Task prompt:
Copy the text on physician assistants in Canada from "The word assistant results" to "by a doctor.", changing "shingle" to "sign".

Selected passage:
* * * * * * *

Physician Assistants in Canada: A 'New Breed' With An Old Name
The Kingston Whig Standard newspaper touts Canadian physician assistants as "a new breed of health professional."
Two long-term care facilities, one in the downtown, the other in Kingston's west end, have gone from rags to riches in the last few months, thanks to some exciting "out of the box" thinking by the medical profession, university educators and the health ministry.
Doctors specializing in family medicine at Queen's University are spending four-month rotations at Providence Manor, where they give one-on-one care to residents under the supervision of the manor's on-site physician. At Trillium Centre on Edgar Street, two "physician assistants," a new breed of health professional being introduced in Ontario, are spending five days a week attending to the medical needs of residents. The PAs are also supervised by the centre's physicians.
One question: didn't anyone tell PA pioneers in Canada, Australia and other countries experimenting with the PA concept not to use the word assistant? Even many staunch opponents of a name change for the PA profession in the United States concede that assistant is an innacurate and misleading word and was an unfortunate early choice for the profession's name.
The word assistant results in encourages assumptions such as this:
Nurse practitioners are a close cousin of physician assistants but have more independence. They can hang out their own shingle if they want to, though most work in teams. By comparison, everything a physician assistant does must be approved by a doctor.
Of course mere assistants must have physicians looking over their shoulders approving everything they do.
Why are the new breeds of PAs making the same old mistake?

* * * * * * *

Data for review:
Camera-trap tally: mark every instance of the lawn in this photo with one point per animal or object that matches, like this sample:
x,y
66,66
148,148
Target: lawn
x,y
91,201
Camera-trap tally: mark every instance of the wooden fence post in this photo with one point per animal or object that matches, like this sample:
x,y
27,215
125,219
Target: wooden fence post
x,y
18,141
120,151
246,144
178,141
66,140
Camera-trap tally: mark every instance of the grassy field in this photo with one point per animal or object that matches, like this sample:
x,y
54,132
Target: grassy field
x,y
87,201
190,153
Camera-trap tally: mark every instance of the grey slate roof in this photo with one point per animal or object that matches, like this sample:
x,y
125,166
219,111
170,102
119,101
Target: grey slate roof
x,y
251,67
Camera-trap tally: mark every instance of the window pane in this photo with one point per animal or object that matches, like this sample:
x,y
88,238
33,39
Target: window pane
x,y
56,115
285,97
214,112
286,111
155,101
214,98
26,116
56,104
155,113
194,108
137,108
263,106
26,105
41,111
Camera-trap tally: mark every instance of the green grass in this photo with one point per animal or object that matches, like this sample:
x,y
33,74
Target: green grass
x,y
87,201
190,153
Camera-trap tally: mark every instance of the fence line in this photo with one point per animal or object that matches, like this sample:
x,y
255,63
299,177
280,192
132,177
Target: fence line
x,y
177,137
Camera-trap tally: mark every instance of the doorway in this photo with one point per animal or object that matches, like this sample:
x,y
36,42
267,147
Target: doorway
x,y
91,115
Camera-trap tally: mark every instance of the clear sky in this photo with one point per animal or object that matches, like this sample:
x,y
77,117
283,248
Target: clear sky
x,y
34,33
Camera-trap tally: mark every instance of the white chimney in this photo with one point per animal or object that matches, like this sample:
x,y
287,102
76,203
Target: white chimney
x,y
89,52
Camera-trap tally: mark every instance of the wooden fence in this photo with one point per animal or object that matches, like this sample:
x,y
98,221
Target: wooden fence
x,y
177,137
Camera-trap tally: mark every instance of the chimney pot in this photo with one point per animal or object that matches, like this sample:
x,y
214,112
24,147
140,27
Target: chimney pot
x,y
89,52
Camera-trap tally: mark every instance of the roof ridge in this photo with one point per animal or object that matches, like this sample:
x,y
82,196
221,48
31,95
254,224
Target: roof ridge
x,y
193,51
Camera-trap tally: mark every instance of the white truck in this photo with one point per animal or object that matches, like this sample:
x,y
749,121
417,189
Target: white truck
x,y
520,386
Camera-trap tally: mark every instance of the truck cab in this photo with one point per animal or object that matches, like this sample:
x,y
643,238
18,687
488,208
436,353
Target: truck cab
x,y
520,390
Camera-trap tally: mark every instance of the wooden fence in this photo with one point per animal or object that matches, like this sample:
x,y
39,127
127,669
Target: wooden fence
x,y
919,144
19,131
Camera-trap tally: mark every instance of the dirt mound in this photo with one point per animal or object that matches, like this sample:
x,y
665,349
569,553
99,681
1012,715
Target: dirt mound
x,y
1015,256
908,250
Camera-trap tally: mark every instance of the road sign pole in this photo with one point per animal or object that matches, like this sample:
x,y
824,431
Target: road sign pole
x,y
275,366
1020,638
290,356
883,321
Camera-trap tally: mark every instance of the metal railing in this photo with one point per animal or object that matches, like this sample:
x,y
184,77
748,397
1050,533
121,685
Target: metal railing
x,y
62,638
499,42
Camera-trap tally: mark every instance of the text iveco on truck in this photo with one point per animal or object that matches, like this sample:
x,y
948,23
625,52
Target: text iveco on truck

* * * * * * *

Answer to this problem:
The word assistant results in encourages assumptions such as this:
Nurse practitioners are a close cousin of physician assistants but have more independence. They can hang out their own sign if they want to, though most work in teams. By comparison, everything a physician assistant does must be approved by a doctor.